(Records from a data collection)
Content starts
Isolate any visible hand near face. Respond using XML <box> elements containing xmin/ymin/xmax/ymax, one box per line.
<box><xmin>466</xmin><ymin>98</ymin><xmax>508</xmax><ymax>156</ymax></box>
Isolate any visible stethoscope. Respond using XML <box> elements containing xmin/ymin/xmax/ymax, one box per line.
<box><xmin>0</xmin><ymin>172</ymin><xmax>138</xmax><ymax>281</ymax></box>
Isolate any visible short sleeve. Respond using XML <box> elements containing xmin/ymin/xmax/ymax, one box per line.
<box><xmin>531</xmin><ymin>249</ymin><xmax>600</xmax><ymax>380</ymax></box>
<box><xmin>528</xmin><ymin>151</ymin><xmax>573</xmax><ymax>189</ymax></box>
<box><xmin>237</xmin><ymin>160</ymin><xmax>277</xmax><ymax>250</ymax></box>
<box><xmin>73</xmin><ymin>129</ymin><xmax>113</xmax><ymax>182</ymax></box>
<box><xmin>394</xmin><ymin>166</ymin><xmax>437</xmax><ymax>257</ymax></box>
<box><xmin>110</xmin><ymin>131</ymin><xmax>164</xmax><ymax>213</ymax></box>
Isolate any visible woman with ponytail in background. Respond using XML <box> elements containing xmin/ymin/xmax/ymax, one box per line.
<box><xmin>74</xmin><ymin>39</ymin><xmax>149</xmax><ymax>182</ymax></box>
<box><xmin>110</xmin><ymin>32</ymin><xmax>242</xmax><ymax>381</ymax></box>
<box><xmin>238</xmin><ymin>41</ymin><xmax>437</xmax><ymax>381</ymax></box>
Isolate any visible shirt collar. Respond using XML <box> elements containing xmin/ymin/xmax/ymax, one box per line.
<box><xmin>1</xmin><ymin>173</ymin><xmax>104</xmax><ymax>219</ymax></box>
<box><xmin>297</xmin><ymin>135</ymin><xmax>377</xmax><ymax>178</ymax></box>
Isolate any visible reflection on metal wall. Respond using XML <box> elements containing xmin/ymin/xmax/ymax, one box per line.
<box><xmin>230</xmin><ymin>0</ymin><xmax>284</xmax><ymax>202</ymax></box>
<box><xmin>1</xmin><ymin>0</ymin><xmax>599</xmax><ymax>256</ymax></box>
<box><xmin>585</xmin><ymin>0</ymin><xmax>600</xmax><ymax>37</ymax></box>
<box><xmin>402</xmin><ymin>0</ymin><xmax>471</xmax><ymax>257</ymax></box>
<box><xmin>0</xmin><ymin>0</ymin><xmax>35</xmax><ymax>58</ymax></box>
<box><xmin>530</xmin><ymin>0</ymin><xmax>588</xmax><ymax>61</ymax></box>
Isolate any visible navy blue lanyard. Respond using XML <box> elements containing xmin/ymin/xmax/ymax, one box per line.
Content ends
Output only the lines from the line that contains "Isolate any visible short" through the end of the entries, both included, exactly as they appear.

### [RESPONSE BOX]
Isolate any visible short sleeve. Respond using XML <box> elements containing xmin/ymin/xmax/ymax, one box per line.
<box><xmin>531</xmin><ymin>249</ymin><xmax>600</xmax><ymax>380</ymax></box>
<box><xmin>528</xmin><ymin>151</ymin><xmax>573</xmax><ymax>189</ymax></box>
<box><xmin>237</xmin><ymin>160</ymin><xmax>277</xmax><ymax>250</ymax></box>
<box><xmin>73</xmin><ymin>129</ymin><xmax>113</xmax><ymax>182</ymax></box>
<box><xmin>394</xmin><ymin>166</ymin><xmax>437</xmax><ymax>257</ymax></box>
<box><xmin>110</xmin><ymin>131</ymin><xmax>164</xmax><ymax>213</ymax></box>
Isolate any visible woman with ponytail in background. Respond using XML <box> elements containing xmin/ymin/xmax/ymax, one box per line.
<box><xmin>74</xmin><ymin>39</ymin><xmax>149</xmax><ymax>182</ymax></box>
<box><xmin>110</xmin><ymin>32</ymin><xmax>242</xmax><ymax>381</ymax></box>
<box><xmin>238</xmin><ymin>41</ymin><xmax>437</xmax><ymax>381</ymax></box>
Isolate any visible shirt collar. Respond using XML <box> elements containing xmin/ymin/xmax/ymax, one box per line.
<box><xmin>1</xmin><ymin>173</ymin><xmax>104</xmax><ymax>219</ymax></box>
<box><xmin>297</xmin><ymin>135</ymin><xmax>377</xmax><ymax>178</ymax></box>
Isolate any visible reflection on metal wall. Respond using XML <box> elements containing xmin/ymin/xmax/ymax, one box per line.
<box><xmin>230</xmin><ymin>0</ymin><xmax>284</xmax><ymax>202</ymax></box>
<box><xmin>1</xmin><ymin>0</ymin><xmax>599</xmax><ymax>256</ymax></box>
<box><xmin>585</xmin><ymin>0</ymin><xmax>600</xmax><ymax>37</ymax></box>
<box><xmin>402</xmin><ymin>0</ymin><xmax>471</xmax><ymax>257</ymax></box>
<box><xmin>0</xmin><ymin>0</ymin><xmax>35</xmax><ymax>58</ymax></box>
<box><xmin>530</xmin><ymin>0</ymin><xmax>588</xmax><ymax>61</ymax></box>
Isolate any visible navy blue lanyard. Respond using XML <box> elements containing xmin/ymin/xmax/ymax, one box per line.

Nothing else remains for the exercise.